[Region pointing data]
■ ■ ■ ■

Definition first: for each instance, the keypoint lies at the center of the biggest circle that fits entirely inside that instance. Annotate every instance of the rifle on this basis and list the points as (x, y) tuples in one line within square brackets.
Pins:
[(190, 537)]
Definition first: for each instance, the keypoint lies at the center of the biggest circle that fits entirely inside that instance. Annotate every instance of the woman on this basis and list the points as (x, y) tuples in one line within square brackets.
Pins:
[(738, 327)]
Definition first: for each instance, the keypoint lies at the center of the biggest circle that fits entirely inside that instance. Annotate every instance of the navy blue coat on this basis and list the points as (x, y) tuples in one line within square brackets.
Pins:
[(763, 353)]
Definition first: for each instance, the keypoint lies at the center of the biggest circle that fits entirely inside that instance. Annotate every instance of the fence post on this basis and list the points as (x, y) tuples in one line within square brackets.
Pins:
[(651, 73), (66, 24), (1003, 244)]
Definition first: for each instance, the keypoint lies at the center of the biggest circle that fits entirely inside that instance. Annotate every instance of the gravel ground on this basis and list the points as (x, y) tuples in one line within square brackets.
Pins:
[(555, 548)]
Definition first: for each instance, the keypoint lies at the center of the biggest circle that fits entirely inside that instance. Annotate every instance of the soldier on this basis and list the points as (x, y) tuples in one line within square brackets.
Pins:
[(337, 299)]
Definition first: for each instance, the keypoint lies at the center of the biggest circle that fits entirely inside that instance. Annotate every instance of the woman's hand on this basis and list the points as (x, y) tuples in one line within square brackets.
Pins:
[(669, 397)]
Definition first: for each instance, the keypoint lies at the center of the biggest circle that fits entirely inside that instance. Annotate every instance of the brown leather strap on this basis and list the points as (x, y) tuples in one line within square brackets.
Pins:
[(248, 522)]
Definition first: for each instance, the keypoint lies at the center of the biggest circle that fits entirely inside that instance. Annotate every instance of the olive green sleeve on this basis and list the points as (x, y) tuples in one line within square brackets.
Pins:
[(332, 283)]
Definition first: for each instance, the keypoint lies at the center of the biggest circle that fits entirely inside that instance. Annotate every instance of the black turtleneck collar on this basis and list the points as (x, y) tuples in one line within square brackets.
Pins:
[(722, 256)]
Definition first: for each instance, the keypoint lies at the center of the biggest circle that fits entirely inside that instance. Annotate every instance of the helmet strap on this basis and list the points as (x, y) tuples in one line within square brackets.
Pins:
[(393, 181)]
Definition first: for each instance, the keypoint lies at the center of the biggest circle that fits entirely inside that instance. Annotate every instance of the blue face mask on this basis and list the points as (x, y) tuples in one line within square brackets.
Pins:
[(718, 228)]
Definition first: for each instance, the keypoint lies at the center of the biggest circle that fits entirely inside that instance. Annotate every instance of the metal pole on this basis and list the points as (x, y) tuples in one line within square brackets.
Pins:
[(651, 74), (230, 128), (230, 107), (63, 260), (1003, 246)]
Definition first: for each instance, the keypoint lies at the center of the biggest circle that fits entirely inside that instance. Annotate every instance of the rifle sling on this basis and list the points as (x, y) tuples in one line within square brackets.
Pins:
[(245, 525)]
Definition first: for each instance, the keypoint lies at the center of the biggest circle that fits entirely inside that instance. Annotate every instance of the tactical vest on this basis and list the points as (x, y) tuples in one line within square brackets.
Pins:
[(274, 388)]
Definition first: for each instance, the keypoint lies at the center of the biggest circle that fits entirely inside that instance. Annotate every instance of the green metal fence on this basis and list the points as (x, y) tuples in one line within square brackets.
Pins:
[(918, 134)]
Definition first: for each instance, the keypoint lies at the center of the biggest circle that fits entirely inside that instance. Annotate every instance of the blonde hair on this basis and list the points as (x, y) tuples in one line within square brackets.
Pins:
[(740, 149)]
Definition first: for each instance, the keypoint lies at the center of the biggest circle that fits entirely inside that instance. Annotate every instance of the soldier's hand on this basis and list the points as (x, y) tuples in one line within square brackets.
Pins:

■ ■ ■ ■

* [TASK STATEMENT]
Every entry needs to be copied exactly as it was written.

* [FINISHED TASK]
Definition first: for each instance, the keypoint lies at the center of the biggest circle that fits entirely inside that instance. Annotate every instance of the rifle on this basis and list the points as (x, y) tuples in one line within square brackets.
Pins:
[(190, 537)]
Definition first: for each instance, the keypoint lies at the center of the biggest circle that fits entirely inside that instance. Annotate every instance of the woman on this basis and list the points as (x, y) tuples in one line within square brackets.
Pins:
[(738, 327)]
Definition first: for each instance, the keypoint lies at the center of the biggest circle that fits entirely inside that instance. Annotate every instance of the navy blue coat on this basis and list the points as (x, y) tuples in one line within square brackets.
Pins:
[(763, 353)]
Definition first: for each instance, the keypoint lies at the center of the biggest circle that fits entirely inside that instance. Annotate every instance of the fence post on this basis and list the points as (x, y) tuples in one line within square brackets.
Pins:
[(651, 73), (66, 24), (1003, 244)]
Definition first: for each instance, the keypoint lies at the center of the biggest circle that fits entirely inside that instance. Annotate every instance of the gravel ground on this basis and list the points as (x, y) tuples in one line within square brackets.
Pins:
[(555, 548)]
Definition first: for each instance, the keypoint lies at the center of the biggest circle that fits entirely inside that instance. Annotate every instance of the soldier on this basis and list the points as (x, y) tuples in one line within square brackets.
Pins:
[(337, 299)]
Definition first: for each instance, the keypoint lies at the center of the biggest circle that fits entirely inside that instance. Annotate every instance of the woman's hand on this basis and list the points as (x, y) tuples in one line within square brackets.
Pins:
[(669, 397)]
Definition first: for each instance, the keypoint lies at the center of the biggest circle that fits entirely inside that instance. Annotate every instance of the brown leather strap on this basis and list the points as (x, y) tuples in one line within square brackets.
Pins:
[(248, 522)]
Definition first: for each instance, the keypoint lies at the center of the biggest circle that fits entirely inside that instance. Annotate every instance of the olive green sleeve on this basis and list the points as (x, y) tuples in one line within square brackets.
Pins:
[(332, 283)]
Definition first: for each instance, the keypoint lies at the center of the biggest circle that fits entirely inside that instance. Annotate every instance of the black turtleneck collar on this basis and list the points as (x, y) tuples in one line within square brackets.
Pins:
[(722, 256)]
Definition first: for each instance, the keypoint lies at the center of the biggest circle that fits entirely inside that instance. Annotate every instance of the helmet strap on this basis and list the points as (x, y) tuples in one line within square brackets.
Pins:
[(393, 181)]
Definition first: for each instance, the keypoint lies at the center of the biggest circle that fits entirely inside that instance. Annotate every instance of the blue face mask on this basis and list the points as (x, y) tuples in one line within square brackets.
Pins:
[(718, 228)]
Definition first: for each instance, the keypoint lies at the center of the biggest circle that fits entirely inside that instance. Annotate every instance of the metal pole on this basis and list the points as (x, y) tuples in one line within square brackets.
Pins:
[(651, 74), (230, 128), (230, 107), (63, 260), (1003, 246)]
Definition first: for each instance, the keypoint lies at the center of the biggest circle that fits entirely inside that instance. Annotate every instance of the rifle sling on this basis and list the points as (x, y) tuples in one line within square brackets.
Pins:
[(245, 525)]
Definition first: for each instance, the keypoint lies at the center of the biggest circle that fits entirely inside that instance. Annotate every instance of the tactical vest on this basis and list the points as (x, y) tuples in one line within square brackets.
Pins:
[(274, 388)]
Definition first: for each instance, the keypoint lies at the center of the biggest circle that fits entirely inside that instance. Annotate every instance of the green metal fence on this basis and list the points as (x, y) tuples in one line within square brackets.
Pins:
[(918, 134)]
Definition first: for each instance, the keypoint lies at the center of the biggest circle that fits entirely inside that instance. Annotate every instance of the blonde hair on this basis and list the points as (x, y) tuples in one line within square brackets.
Pins:
[(740, 149)]
Definition first: for each instance, the keypoint lies at the center of the biggest circle that fits entirely inside that instance. Annotate every instance of the soldier's hand on this basis and list the points as (x, y) tuples in one line within square brackets.
Pins:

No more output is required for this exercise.